● Document text
If the Company calls the Public Warrants for redemption, management will have the option to require all holders that wish to exercise the Public Warrants to do so on a “cashless basis,” as described in the warrant agreement. The exercise price and number of shares of Class A common stock issuable upon exercise of the warrants may be adjusted in certain circumstances including in the event of a share dividend, or recapitalization, reorganization, merger or consolidation. However, except as described below, the warrants will not be adjusted for the issuance of Class A common stock at a price below its exercise price. Additionally, in no event will the Company be required to net cash settle the warrants. If the Company is unable to complete a Business Combination within the Combination Period and the Company liquidates the funds held in the Trust Account, holders of warrants will not receive any of such funds with respect to their warrants, nor will they receive any distribution from the Company’s assets held outside of the Trust Account with the respect to such warrants. Accordingly, the warrants may expire worthless.

 

15

 

 

99 ACQUISITION GROUP INC.
NOTES TO FINANCIAL STATEMENTS

(Unaudited) 

 

The Company will not redeem the warrants unless a registration statement under the Securities Act covering the shares of Class A common stock issuable upon exercise of the warrants is effective and a current prospectus relating to those shares of Class A common stock is available throughout the 30-day redemption period, except if the warrants may be exercised on a cashless basis and such cashless exercise is exempt from registration under the Securities Act.

● Dataset extract

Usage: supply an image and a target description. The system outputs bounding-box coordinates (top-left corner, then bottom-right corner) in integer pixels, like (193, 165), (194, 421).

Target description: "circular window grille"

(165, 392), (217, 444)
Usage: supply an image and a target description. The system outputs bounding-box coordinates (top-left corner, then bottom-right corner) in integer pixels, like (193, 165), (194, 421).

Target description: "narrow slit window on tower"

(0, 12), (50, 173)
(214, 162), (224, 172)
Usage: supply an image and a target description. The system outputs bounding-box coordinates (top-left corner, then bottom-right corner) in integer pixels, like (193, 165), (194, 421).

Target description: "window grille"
==
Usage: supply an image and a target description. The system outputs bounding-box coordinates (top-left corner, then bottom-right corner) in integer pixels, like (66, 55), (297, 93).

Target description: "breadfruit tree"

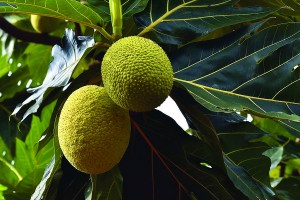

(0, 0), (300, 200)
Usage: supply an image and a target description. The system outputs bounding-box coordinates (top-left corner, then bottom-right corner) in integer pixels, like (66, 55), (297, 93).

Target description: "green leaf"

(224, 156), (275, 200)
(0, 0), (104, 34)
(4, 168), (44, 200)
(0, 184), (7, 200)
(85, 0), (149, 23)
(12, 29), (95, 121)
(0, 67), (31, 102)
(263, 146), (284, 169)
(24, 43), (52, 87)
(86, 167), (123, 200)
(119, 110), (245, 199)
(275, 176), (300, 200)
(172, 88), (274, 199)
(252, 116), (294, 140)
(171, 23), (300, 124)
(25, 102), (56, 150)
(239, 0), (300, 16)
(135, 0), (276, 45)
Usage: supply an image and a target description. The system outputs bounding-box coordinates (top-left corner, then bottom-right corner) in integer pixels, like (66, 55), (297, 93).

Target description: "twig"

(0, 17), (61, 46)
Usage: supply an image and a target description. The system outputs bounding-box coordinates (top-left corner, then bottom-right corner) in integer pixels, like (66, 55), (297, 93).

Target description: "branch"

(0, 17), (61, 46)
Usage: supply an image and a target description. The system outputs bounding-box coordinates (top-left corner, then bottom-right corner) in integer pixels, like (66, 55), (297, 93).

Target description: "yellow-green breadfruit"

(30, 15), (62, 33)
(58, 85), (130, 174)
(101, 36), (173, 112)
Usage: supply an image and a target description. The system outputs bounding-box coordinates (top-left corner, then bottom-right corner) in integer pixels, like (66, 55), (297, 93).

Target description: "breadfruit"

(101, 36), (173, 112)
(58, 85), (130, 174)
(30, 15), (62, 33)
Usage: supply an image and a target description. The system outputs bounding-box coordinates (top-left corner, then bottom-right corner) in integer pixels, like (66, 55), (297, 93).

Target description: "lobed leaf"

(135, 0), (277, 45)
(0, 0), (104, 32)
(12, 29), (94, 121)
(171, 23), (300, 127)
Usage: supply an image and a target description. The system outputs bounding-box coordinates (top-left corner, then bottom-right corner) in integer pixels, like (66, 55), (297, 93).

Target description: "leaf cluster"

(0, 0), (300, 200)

● Instruction 1
Extract the passage of the warrant notes from "(Unaudited)" to "the Securities Act.", keeping the wording unchanged.
● Instruction 2
Using the warrant notes, explain why the warrants may expire worthless.
The entries have nothing to do with the warrant notes.

● Written solution 1
(Unaudited) 

 

The Company will not redeem the warrants unless a registration statement under the Securities Act covering the shares of Class A common stock issuable upon exercise of the warrants is effective and a current prospectus relating to those shares of Class A common stock is available throughout the 30-day redemption period, except if the warrants may be exercised on a cashless basis and such cashless exercise is exempt from registration under the Securities Act.

● Written solution 2
If the Company cannot complete a Business Combination within the Combination Period and liquidates the funds held in the Trust Account, warrant holders receive none of those funds for their warrants. They also receive no distribution from the Company's assets held outside the Trust Account for those warrants.